> TASK PROMPT:
Search the records for the word "front" and copy every line in which it occurs.

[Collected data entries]
______
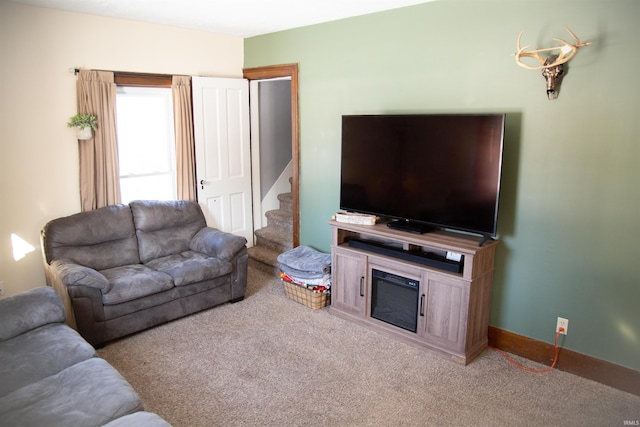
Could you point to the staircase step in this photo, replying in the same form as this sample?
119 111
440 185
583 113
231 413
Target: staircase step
280 219
286 201
274 238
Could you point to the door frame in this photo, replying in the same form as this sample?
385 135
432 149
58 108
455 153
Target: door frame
287 70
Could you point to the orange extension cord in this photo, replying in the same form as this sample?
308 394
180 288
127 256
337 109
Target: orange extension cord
536 371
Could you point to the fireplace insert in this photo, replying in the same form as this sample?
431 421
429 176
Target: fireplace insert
394 299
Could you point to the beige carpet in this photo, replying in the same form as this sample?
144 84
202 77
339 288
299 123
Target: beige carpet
269 361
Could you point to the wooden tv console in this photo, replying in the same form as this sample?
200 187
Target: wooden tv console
453 314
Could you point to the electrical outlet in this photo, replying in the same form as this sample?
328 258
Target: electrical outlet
564 324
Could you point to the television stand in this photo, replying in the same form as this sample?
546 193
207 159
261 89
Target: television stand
410 227
453 304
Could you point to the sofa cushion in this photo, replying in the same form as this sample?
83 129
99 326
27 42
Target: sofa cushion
165 227
72 274
130 282
214 242
89 393
99 239
39 353
190 267
28 310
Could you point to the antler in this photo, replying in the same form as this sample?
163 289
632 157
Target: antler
567 51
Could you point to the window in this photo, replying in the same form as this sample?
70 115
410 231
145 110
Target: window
146 147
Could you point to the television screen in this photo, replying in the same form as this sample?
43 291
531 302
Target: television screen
424 170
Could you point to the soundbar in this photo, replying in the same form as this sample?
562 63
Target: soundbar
425 258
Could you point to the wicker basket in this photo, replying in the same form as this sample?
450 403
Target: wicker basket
306 296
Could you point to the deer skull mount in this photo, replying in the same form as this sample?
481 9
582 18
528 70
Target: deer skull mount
551 66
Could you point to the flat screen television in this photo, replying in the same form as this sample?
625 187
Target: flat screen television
424 171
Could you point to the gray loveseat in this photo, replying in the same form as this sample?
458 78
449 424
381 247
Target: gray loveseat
124 268
52 377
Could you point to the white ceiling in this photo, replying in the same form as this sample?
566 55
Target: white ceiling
244 18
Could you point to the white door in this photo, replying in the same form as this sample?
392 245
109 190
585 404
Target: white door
223 155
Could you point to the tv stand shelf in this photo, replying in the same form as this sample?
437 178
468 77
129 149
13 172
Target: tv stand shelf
453 318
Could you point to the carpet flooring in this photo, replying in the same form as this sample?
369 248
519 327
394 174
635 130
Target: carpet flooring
270 361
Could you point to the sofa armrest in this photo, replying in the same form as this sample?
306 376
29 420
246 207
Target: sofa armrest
29 310
72 274
216 243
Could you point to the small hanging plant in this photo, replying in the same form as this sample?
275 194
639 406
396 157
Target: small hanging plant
83 121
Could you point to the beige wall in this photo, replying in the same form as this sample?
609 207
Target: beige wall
38 153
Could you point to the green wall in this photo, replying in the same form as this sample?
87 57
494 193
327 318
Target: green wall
570 198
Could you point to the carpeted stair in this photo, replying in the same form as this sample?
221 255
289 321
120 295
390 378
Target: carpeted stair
275 238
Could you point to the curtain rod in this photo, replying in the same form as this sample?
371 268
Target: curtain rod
75 72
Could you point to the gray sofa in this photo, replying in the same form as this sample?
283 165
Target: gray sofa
52 377
124 268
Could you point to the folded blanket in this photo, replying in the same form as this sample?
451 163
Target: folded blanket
306 259
301 274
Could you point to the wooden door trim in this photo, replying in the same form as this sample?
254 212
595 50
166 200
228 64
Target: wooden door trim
272 72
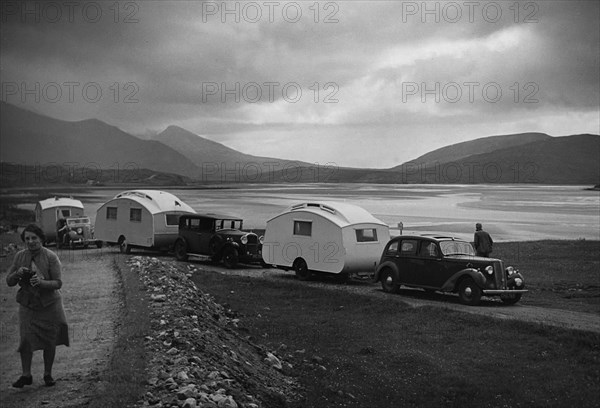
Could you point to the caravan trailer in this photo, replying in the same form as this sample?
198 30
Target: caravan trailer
141 219
49 211
331 237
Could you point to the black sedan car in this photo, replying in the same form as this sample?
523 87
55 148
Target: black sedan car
446 264
218 237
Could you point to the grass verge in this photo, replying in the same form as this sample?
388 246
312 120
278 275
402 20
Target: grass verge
357 351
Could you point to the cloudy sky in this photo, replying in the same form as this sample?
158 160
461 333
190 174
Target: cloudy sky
355 83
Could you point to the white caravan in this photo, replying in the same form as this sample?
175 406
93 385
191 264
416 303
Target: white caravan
142 219
331 237
49 211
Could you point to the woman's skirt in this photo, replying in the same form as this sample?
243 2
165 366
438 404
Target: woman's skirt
42 329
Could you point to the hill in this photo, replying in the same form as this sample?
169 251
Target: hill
483 145
218 162
31 139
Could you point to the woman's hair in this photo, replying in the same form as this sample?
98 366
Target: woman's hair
36 230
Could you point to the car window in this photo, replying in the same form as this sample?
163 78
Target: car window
429 250
456 248
392 249
408 247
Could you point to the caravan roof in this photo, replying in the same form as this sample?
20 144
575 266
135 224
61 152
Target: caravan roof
156 201
59 202
342 214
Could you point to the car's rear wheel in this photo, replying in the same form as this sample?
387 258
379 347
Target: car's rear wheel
468 292
389 282
181 250
230 257
510 298
301 268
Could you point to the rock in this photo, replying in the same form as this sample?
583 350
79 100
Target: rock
273 361
182 376
189 403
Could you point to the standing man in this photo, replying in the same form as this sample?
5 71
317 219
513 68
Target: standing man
483 241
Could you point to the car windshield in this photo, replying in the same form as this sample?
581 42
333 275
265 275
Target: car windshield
456 248
78 221
224 224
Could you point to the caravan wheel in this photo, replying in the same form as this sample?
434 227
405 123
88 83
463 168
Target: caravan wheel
301 269
124 246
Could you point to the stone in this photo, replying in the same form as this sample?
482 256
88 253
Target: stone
189 403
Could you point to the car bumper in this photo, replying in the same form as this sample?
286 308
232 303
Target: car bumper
503 291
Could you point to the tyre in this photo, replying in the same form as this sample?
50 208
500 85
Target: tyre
301 268
181 250
214 245
510 299
389 282
468 292
124 246
230 257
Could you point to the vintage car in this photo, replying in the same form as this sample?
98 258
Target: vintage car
75 232
217 237
446 264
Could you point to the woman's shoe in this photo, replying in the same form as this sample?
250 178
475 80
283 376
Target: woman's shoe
49 380
23 380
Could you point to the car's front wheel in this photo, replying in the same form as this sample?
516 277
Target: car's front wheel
______
> RESPONSE TO THIS TASK:
Could you point to the car's front wheel in this photo, replying in the same form as this sample?
Target: car's front wheel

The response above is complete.